===== TEXTO SELECIONADO
Investigadores U.Porto

U.Porto Reitoria SIP
Pedro Luís Silva
Centro de Investigação de Políticas do Ensino Superior (CIPES) / Faculdade de Economia da Universidade do Porto (FEP)

Atividade de investigação em Economia de Educação

A sua tese de doutoramento debruçou-se sobre a economia do ensino superior. O que despoletou este interesse tão específico na área da economia? Que marcos destacaria do percurso académico e científico que desde então foi percorrendo?
O meu interesse pela economia do ensino superior (ES) começou durante o Mestrado na Nova SBE, onde percebi a relevância da educação no âmbito das políticas públicas. Embora específico na área da economia, o ES tem um impacto significativo para diversos agentes de tomada de decisão e é crucial para o desenvolvimento do país. Desde então, o meu percurso académico tem sido marcado por experiências em diferentes países, incluindo o doutoramento na University of Nottingham, colaborações internacionais, bem como pela publicação de artigos científicos (por exemplo, o artigo recente publicado no Journal of Human Capital). Destaco os financiamentos obtidos da FCT, que apoiaram projetos de investigação focados em desigualdades e eficiência do ES. Além disso, a colaboração com organizações internacionais, como a Organização para a Cooperação e o Desenvolvimento Económicos (OCDE), tem sido fundamental para o aprofundamento do meu trabalho, contribuindo para a análise de políticas educacionais a nível global.

Tem sido um caminho salpicado de experiências internacionais (como, por exemplo, no Reino Unido e em Espanha). Na sua opinião, que boas práticas observou em contexto internacional e que destacaria como passíveis de implementação em Portugal, ao nível de políticas económicas no âmbito do ensino superior?
==========
===== DADOS DE TRABALHO
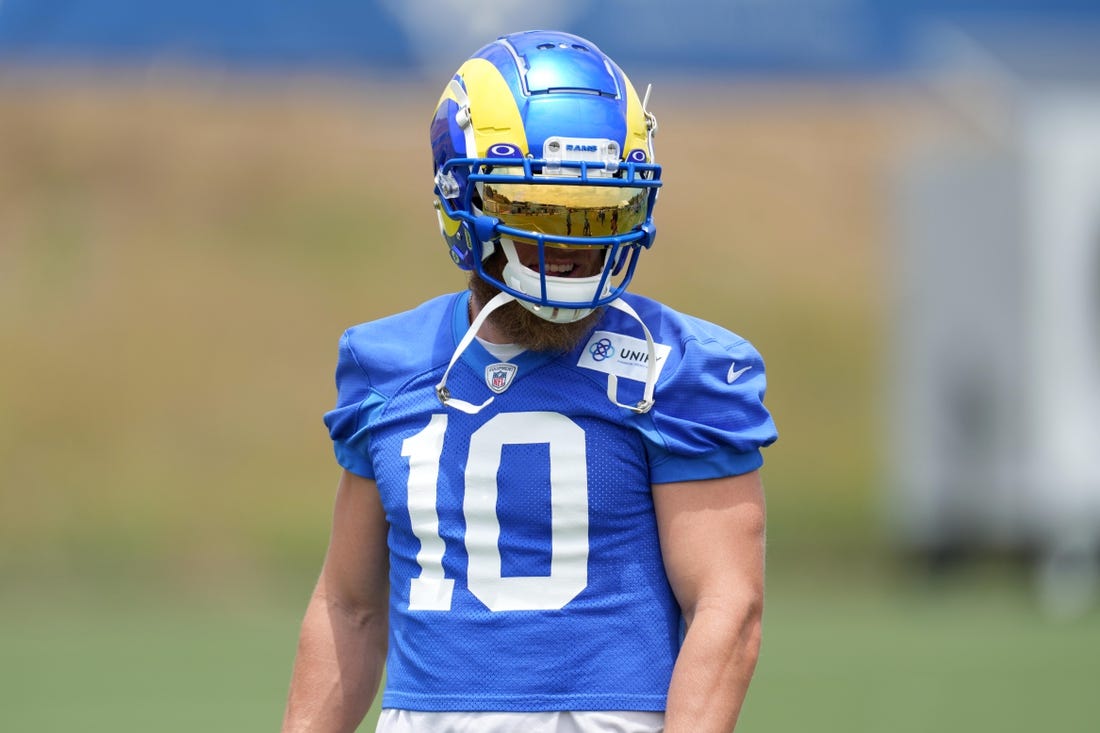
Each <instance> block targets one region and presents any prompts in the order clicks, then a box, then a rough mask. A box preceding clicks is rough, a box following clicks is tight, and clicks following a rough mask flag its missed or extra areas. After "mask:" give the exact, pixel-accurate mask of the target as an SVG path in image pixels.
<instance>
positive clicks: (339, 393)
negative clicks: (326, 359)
==========
===== DADOS DE TRABALHO
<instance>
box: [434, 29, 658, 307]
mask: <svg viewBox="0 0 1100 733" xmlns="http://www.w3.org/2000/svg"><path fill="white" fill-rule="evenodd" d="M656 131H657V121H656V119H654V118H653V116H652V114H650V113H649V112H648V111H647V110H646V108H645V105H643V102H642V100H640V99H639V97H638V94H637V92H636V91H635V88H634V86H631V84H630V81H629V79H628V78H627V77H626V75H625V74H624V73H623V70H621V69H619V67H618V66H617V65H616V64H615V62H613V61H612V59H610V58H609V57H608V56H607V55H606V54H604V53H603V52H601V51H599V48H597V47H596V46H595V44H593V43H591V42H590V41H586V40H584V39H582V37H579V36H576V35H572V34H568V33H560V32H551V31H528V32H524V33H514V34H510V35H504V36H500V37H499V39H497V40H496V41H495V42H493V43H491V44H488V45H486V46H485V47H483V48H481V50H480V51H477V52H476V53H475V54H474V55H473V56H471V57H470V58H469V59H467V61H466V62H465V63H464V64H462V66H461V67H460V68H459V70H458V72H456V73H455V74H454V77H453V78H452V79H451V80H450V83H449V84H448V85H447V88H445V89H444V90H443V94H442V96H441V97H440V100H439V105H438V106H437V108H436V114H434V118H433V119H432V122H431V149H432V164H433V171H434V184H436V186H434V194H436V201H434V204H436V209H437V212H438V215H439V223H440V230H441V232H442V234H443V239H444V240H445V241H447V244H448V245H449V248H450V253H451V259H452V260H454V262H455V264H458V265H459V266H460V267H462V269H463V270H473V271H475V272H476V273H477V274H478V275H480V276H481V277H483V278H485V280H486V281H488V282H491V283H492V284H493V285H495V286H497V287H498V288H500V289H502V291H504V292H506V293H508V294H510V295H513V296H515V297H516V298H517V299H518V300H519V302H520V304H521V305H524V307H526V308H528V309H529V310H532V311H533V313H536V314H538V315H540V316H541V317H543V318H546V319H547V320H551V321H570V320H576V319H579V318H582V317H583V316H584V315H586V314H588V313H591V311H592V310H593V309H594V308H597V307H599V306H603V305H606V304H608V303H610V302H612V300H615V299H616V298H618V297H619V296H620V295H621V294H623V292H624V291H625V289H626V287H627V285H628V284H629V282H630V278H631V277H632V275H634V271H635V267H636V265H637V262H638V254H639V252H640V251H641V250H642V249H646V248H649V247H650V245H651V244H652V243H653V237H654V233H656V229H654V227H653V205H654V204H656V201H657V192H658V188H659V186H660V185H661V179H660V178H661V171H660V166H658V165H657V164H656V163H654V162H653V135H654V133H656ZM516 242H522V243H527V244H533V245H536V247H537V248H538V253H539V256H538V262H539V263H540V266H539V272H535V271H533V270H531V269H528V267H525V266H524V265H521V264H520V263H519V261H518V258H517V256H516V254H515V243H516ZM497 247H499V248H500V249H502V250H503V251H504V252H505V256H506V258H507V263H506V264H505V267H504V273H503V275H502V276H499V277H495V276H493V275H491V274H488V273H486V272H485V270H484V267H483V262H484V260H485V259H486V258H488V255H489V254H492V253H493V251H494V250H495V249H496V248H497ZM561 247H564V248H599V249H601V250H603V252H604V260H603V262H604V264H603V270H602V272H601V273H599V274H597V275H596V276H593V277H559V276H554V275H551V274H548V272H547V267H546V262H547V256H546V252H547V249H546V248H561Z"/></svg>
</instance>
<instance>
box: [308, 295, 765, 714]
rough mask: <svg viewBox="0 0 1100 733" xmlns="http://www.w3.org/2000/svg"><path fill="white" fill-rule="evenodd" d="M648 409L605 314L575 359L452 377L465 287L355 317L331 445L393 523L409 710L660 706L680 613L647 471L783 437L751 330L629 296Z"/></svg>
==========
CONJUNTO DE TAREFAS
1/ Reproduza o trecho do texto sobre economia do ensino superior que começa com as palavras "Atividade de investigação" e termina com "então foi percorrendo?".
2/ Nos registos, pegue nas linhas que vão da que contém "Each <instance> block" até à que contém "negative clicks: (326, 359)", ambas incluídas, e troque "clicks" por "points", deixando tudo o resto inalterado. Apresente apenas essas linhas.

RESPOSTAS POR ORDEM
1/
Atividade de investigação em Economia de Educação

A sua tese de doutoramento debruçou-se sobre a economia do ensino superior. O que despoletou este interesse tão específico na área da economia? Que marcos destacaria do percurso académico e científico que desde então foi percorrendo?

2/
Each <instance> block targets one region and presents any prompts in the order points, then a box, then a rough mask. A box preceding points is rough, a box following points is tight, and points following a rough mask flag its missed or extra areas. After "mask:" give the exact, pixel-accurate mask of the target as an SVG path in image pixels.
<instance>
positive points: (339, 393)
negative points: (326, 359)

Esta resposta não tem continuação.